▸ WHAT THE TASK REQUIRES
Reproduce the records below word for word, from the line that contains "If you could mark the pool" through the final line of the records.

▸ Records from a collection
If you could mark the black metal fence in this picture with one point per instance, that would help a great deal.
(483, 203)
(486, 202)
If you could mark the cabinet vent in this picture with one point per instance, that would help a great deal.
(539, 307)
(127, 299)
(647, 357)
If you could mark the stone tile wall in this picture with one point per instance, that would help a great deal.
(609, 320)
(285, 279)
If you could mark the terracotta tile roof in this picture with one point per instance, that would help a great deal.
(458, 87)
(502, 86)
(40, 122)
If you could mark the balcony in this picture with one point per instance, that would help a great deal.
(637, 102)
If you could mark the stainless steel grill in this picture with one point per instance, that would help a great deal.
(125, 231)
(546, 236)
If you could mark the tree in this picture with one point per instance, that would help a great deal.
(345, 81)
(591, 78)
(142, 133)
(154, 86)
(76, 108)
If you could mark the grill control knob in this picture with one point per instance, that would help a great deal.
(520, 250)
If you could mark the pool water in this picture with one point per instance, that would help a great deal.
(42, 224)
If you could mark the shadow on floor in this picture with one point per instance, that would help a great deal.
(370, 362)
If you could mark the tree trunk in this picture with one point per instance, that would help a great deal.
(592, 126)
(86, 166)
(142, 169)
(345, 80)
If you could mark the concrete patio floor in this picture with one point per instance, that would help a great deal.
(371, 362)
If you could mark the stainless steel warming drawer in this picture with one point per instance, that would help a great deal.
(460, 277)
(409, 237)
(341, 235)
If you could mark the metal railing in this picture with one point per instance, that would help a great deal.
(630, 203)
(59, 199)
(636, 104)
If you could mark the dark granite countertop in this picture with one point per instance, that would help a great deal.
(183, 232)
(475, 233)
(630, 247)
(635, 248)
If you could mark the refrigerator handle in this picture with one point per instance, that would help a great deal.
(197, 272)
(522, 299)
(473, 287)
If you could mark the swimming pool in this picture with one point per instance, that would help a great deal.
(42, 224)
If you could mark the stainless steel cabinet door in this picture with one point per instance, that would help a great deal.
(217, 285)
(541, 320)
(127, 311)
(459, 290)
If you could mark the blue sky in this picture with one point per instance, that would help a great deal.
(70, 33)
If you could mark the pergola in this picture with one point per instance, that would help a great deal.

▸ THE REPLY
If you could mark the pool water in this picture with one point per instance, that would help a great deal.
(42, 224)
If you could mark the shadow on floor in this picture with one point per instance, that would help a great deal.
(370, 362)
If you could mark the tree trunk in this picture with one point per instance, that would help a great deal.
(592, 126)
(86, 166)
(142, 169)
(345, 80)
If you could mark the concrete patio floor in this picture with one point per instance, that would help a great deal.
(371, 362)
If you could mark the stainless steel warming drawer in this picture with one point per instance, that would help a great deal.
(460, 277)
(409, 237)
(341, 235)
If you could mark the metal railing in this picture with one point per instance, that would help a great deal.
(630, 203)
(59, 199)
(636, 104)
If you could mark the dark granite countertop in this picture with one point per instance, that would help a great deal.
(183, 232)
(475, 233)
(630, 247)
(635, 248)
If you could mark the refrigerator handle in this picture with one point per instance, that would help a great deal.
(197, 272)
(522, 299)
(473, 287)
If you could mark the swimming pool in this picture with one point per instance, that would help a great deal.
(42, 224)
If you could mark the stainless steel cabinet door in this picture with one point per instance, that would help a great deal.
(217, 285)
(541, 320)
(127, 311)
(459, 290)
If you could mark the blue sky in this picture with one point per instance, that would help a great deal.
(70, 33)
If you could mark the pergola in this picture with one point per instance, that would help a great deal.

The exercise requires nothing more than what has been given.